▶ Consignes
#1 Recopiez tel quel le passage de l'extrait sur la multipolarité qui commence par « Les champions de » et continue jusqu'à « que les États-Unis. ».
#2 Répondez brièvement à ces questions sur l'extrait sur la multipolarité :
(a) D'après la citation de Bond, quel caractère des institutions multilatérales la multipolarité amplifie-t-elle ?
(b) Avec quel pays le commerce d'Israël est-il monté en flèche ces dernières années ?
(c) En faveur de quelle solution la Chine a-t-elle confirmé sa position ?

▶ Extrait choisi
%%
Le spécialiste d’économie politique Patrick Bond constate que les différents États, en particulier ceux que certains présentent comme une alternative multipolaire au capitalisme occidental, contribuent à approfondir et à étendre l’accumulation du capital, comme Rosa Luxemburg a entrepris de le décrire il y a un siècle. Bond écrit :
« Premièrement, les tendances à amplifier la crise capitaliste mondiale émanent des économies centrifuges des BRICS. Deuxièmement, la multipolarité amplifie le caractère néolibéral des institutions multilatérales, en particulier dans le domaine de la finance, du commerce et de la politique climatique à chaque fois que les BRICS obtiennent un siège à la table des négociations. Troisièmement, sur un mode sous-impérial, les grandes entreprises basées dans les BRICS sont des moteurs essentiels de l’accumulation basée sur la surexploitation dans leurs régions respectives et au-delà. » [1]
En d’autres termes, les principaux acteurs de cette « nouvelle guerre froide » n’en sont pas les seuls protagonistes. Les États de taille moyenne et d’autres États régionaux y trouvent également de nouvelles possibilités d’action. Ils codirigent la poursuite de l’accumulation de capital structurée par d’autres puissances hégémoniques, tout en se donnant la possibilité de renforcer leur propre pouvoir politique grâce à l’expansion d’un important secteur financier.
Les champions de la multipolarité, de Lula à Xi, pour citer à nouveau Bond, parlent à gauche et marchent à droite : ils parlent dans des registres anti-impérialistes pour détourner l’attention des problèmes endogènes de leurs pays qui ne peuvent être entièrement réduits aux sanctions américaines, tout en continuant à défendre la mondialisation encore plus fidèlement que les États-Unis.
De vieux alliés des Etats-Unis, comme les Saoudiens, « diversifient leur portefeuille », pour ainsi dire, en se tournant en partie vers la Chine et diverses formes de partenariats public-privé néolibéraux de développement. Il en va de même pour Israël, dont le commerce avec la Chine est monté en flèche ces dernières années, au moment même où la campagne de boycott, de désinvestissement et de sanctions (BDS) prenait son essor.
Même après le pilonnage génocidaire de Gaza par Israël en octobre, la Chine a reproché à Israël d’aller trop loin, mais a confirmé sa position en faveur d’une solution à deux États. Alors qu’Israël cherche à diversifier ses alliés politiques et économiques, la Chine équilibre son engagement profond aux côtés des bourgeoisies israélienne et arabe en souscrivant à une vision très controversée de la souveraineté palestinienne.
Des revendications concrètes
Qu’est-ce que les socialistes doivent apprendre de cette période chaotique de transformation du système impérialiste mondial ? La principale leçon à tirer aujourd’hui, c’est que la contradiction centrale qui caractérise la rivalité inter-impérialiste actuelle - à savoir la persistance d’une profonde interdépendance qui structure cette rivalité - la distingue de l’unipolarité américaine, de la rivalité inter-impérialiste traditionnelle observée lors de la première guerre mondiale ou de ce que Karl Kautsky a envisagé comme une « fédération (pacifique) des plus forts, qui renoncent à leur course aux armements »
%%
Entrées de données enregistrées
%%
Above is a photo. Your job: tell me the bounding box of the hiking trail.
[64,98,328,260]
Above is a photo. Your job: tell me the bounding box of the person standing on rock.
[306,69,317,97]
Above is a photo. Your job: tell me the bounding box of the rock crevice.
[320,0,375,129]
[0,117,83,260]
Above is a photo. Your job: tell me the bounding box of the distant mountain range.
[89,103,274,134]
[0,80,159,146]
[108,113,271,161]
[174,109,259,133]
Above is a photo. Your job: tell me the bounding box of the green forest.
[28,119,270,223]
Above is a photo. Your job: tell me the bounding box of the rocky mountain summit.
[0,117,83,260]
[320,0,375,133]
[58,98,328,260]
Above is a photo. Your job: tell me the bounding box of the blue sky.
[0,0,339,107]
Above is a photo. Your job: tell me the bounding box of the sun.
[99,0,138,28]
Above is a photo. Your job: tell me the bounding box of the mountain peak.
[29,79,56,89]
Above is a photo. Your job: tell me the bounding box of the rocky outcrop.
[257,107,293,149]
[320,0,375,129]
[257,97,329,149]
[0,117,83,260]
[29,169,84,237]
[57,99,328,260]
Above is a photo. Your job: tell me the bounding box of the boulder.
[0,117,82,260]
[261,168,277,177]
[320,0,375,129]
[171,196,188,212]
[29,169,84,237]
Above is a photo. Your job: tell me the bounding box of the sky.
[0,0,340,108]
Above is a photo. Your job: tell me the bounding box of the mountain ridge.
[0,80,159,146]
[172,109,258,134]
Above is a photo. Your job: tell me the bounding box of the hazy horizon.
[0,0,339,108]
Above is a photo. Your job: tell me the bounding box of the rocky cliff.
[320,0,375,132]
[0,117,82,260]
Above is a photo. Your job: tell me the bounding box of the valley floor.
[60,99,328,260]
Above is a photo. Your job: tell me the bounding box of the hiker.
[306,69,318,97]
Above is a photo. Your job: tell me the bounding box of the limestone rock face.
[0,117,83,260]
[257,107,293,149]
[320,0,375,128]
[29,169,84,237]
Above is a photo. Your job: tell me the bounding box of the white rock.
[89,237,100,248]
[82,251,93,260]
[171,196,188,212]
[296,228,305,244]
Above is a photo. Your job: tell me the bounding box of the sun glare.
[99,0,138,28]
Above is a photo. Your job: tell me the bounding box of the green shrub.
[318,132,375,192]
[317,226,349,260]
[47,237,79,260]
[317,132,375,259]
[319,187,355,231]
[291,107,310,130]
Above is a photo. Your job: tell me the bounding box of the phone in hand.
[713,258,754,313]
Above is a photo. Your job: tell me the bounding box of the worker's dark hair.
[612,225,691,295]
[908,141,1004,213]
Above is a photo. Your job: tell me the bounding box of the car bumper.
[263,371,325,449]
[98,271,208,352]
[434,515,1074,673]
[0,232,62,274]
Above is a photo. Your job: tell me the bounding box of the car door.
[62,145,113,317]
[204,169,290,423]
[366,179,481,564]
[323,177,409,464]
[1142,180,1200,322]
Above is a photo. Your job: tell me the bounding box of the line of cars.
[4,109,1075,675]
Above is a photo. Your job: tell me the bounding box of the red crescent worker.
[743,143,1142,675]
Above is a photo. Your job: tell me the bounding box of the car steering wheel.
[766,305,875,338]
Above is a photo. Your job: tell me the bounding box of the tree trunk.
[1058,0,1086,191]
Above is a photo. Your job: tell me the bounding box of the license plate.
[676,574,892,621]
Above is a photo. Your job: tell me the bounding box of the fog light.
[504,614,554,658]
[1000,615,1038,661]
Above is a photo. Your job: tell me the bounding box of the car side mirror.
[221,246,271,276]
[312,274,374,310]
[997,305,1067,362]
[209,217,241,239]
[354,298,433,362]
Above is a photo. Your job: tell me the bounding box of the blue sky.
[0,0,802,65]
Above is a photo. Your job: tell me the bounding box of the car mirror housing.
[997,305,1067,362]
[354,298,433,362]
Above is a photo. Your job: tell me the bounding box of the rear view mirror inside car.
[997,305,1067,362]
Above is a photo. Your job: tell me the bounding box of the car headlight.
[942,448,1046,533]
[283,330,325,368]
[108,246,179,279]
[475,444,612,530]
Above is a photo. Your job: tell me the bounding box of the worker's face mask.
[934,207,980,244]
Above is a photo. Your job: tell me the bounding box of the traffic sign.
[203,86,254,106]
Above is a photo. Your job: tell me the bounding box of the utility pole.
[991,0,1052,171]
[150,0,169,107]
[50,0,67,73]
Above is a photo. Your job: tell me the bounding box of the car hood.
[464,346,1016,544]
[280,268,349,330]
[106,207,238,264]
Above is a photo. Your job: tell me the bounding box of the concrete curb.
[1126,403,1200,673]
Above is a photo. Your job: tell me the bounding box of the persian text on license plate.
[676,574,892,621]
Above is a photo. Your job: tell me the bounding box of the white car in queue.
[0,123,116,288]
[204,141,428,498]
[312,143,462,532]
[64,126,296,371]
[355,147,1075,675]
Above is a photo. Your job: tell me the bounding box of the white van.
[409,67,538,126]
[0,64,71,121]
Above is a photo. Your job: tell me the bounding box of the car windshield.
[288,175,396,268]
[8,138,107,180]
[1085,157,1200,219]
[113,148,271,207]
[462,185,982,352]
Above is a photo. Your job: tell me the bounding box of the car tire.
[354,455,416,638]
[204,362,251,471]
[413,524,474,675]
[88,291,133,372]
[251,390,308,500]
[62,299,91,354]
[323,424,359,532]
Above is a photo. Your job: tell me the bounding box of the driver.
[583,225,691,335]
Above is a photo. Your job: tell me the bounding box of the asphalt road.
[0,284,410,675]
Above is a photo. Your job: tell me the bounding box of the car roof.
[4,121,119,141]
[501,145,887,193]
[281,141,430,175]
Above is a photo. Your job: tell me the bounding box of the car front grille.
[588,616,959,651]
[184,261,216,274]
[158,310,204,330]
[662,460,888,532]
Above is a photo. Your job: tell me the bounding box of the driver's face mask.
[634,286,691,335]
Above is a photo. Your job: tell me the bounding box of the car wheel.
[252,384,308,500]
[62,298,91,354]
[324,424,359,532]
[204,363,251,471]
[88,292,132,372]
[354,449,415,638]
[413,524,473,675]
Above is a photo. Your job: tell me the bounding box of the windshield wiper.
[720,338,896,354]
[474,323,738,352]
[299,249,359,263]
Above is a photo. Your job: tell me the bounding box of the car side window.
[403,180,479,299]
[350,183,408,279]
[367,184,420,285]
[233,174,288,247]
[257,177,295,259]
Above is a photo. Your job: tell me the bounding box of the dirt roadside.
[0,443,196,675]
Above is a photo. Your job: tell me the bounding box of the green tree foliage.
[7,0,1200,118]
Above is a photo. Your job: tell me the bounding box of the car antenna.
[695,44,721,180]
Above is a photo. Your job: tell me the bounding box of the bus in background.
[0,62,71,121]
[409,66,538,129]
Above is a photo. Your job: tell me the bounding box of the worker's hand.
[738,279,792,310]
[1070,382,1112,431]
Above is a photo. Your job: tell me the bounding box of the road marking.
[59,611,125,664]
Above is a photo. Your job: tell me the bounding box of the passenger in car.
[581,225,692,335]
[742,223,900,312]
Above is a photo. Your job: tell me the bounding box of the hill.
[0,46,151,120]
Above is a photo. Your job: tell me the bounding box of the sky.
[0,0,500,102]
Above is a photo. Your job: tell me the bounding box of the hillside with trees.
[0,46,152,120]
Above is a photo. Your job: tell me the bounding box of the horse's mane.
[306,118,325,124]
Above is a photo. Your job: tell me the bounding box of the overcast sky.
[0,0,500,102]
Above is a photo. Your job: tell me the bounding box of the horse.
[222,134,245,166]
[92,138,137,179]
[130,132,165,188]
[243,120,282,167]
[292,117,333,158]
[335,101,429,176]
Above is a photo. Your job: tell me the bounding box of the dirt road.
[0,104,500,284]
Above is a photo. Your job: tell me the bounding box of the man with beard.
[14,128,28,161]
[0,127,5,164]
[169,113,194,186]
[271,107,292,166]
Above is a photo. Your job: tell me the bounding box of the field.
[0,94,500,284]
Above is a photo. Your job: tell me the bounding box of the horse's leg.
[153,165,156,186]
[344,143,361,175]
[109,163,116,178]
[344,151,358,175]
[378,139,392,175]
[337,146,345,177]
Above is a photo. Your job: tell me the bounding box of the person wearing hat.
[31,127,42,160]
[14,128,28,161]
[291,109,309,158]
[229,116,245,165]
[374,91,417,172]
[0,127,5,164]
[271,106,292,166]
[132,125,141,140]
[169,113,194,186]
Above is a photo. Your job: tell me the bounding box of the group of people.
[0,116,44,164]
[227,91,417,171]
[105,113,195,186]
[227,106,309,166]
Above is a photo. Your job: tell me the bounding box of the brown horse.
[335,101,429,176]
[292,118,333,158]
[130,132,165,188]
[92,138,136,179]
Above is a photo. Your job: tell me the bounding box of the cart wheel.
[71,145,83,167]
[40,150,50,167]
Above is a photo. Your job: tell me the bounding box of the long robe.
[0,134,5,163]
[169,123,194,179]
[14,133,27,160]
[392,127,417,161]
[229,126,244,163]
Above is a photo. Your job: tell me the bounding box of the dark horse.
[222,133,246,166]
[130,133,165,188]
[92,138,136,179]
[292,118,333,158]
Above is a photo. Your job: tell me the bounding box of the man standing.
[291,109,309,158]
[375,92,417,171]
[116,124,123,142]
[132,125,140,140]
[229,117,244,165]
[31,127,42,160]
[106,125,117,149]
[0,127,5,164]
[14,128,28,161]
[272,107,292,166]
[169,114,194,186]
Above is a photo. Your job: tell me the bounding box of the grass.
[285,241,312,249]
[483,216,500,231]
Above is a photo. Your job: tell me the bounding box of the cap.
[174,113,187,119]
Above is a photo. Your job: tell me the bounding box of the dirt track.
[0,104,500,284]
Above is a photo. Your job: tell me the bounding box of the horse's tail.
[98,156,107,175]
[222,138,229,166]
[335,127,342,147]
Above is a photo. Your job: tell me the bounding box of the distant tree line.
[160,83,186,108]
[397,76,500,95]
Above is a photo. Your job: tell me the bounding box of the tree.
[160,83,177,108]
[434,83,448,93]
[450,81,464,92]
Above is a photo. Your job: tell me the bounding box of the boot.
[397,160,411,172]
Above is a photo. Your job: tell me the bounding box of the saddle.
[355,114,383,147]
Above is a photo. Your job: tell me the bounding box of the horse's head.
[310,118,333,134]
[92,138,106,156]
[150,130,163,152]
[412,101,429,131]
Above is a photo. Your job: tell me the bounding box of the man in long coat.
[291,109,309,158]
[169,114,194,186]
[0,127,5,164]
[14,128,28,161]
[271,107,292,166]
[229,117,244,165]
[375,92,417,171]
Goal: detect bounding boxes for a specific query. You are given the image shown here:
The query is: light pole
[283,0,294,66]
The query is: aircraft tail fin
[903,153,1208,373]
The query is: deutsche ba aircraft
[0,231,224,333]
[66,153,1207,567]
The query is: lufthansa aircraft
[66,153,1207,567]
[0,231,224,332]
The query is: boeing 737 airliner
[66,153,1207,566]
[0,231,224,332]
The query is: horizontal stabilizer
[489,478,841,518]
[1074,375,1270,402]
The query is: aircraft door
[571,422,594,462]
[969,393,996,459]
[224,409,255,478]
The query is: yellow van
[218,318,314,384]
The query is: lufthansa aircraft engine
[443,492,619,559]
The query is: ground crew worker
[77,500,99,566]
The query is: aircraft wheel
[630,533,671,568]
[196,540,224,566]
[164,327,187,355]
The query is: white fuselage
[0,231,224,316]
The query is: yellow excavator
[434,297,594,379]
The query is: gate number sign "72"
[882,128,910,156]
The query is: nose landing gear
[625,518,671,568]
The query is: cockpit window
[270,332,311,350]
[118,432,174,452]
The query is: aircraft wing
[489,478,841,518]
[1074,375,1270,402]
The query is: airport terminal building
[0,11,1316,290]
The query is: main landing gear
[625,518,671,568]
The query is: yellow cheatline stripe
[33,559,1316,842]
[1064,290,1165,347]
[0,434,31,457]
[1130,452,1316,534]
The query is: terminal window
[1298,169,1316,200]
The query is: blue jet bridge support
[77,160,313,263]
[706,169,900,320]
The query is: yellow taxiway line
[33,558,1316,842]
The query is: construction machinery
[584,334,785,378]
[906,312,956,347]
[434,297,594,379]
%%
▶ Corrigé
#1
Les champions de la multipolarité, de Lula à Xi, pour citer à nouveau Bond, parlent à gauche et marchent à droite : ils parlent dans des registres anti-impérialistes pour détourner l’attention des problèmes endogènes de leurs pays qui ne peuvent être entièrement réduits aux sanctions américaines, tout en continuant à défendre la mondialisation encore plus fidèlement que les États-Unis.

#2
(a) Leur caractère néolibéral.
(b) La Chine.
(c) Une solution à deux États.